# Your goal:
Write the records out again. Match them exactly.

# Source material:
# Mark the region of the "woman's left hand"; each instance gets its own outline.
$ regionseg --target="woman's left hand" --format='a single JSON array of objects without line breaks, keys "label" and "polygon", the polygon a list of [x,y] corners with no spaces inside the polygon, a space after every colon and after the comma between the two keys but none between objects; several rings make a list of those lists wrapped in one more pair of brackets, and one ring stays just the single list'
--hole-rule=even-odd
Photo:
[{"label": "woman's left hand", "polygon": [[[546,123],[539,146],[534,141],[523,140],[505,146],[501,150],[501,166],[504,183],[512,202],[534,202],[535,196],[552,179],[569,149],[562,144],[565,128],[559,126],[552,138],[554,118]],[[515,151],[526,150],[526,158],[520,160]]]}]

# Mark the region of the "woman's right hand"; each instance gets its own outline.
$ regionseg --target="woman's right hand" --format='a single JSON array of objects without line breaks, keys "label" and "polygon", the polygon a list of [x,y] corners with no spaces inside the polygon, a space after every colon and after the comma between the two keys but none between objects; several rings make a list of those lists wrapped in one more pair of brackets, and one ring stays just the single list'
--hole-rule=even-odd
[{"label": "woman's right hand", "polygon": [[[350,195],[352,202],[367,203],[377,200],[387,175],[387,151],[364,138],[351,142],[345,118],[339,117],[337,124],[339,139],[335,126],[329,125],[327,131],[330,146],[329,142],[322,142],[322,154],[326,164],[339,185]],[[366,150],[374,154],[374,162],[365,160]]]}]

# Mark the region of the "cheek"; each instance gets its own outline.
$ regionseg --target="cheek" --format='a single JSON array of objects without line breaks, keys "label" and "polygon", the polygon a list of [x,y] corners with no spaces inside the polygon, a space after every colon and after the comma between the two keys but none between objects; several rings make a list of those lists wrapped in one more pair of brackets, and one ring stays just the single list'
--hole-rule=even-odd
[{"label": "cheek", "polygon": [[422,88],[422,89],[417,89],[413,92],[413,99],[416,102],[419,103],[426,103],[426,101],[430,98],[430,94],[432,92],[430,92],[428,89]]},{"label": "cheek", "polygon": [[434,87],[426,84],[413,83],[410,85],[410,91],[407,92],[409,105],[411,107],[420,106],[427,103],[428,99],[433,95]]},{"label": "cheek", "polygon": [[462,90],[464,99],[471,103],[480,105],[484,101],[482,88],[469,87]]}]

# Task output:
# Mark the region of the "woman's left hand"; each instance gets its own outline.
$ regionseg --target="woman's left hand" --format='a single JSON array of objects without line breaks, keys "label" and "polygon", the polygon a list of [x,y] corners with no spaces inside the polygon, a space after every colon and after the comma between the two keys but none between objects; several rings make a list of those lists wrapped in one more pair of brackets, and one ring stays just the single list'
--hole-rule=even-odd
Photo:
[{"label": "woman's left hand", "polygon": [[[546,123],[539,146],[534,141],[523,140],[505,146],[501,150],[501,166],[504,183],[512,202],[534,202],[535,196],[552,179],[569,149],[562,144],[565,128],[559,126],[552,138],[554,118]],[[515,151],[526,150],[526,158],[520,160]]]}]

# Mark the region of the "woman's right hand"; each instance gets its own outline.
$ regionseg --target="woman's right hand" --format='a single JSON array of objects without line breaks, keys "label" and "polygon", the polygon a list of [x,y] corners with no spaces inside the polygon, a space after every colon and after the comma between the two keys but none between objects; several rings make a list of those lists wrapped in one more pair of brackets, and one ring stays just the single list'
--hole-rule=even-odd
[{"label": "woman's right hand", "polygon": [[[350,195],[352,202],[367,203],[377,200],[387,175],[387,151],[364,138],[351,142],[345,118],[339,117],[337,124],[339,139],[335,126],[329,125],[327,131],[330,146],[329,142],[322,142],[322,154],[326,164],[339,185]],[[366,150],[374,154],[374,162],[365,160]]]}]

# Mark the region of the "cheek"; each instance gets its own outline.
$ regionseg --target="cheek" --format='a single JSON array of objects without line breaks, keys "label" and "polygon", the polygon a list of [x,y] corners with no spaces inside the polygon, a space after every colon and after the comma between the two keys but none between objects; several rings make a list of those lists wrapped in one more pair of brackets, and one ring stays just the single list'
--hole-rule=even-odd
[{"label": "cheek", "polygon": [[422,88],[422,89],[417,89],[413,92],[413,99],[416,102],[419,103],[426,103],[426,101],[430,98],[430,94],[432,92],[430,92],[428,89]]},{"label": "cheek", "polygon": [[434,87],[426,84],[413,83],[410,85],[410,91],[407,92],[409,105],[411,107],[420,106],[427,103],[428,99],[433,95]]},{"label": "cheek", "polygon": [[462,90],[464,99],[471,103],[480,105],[484,101],[482,88],[469,87]]}]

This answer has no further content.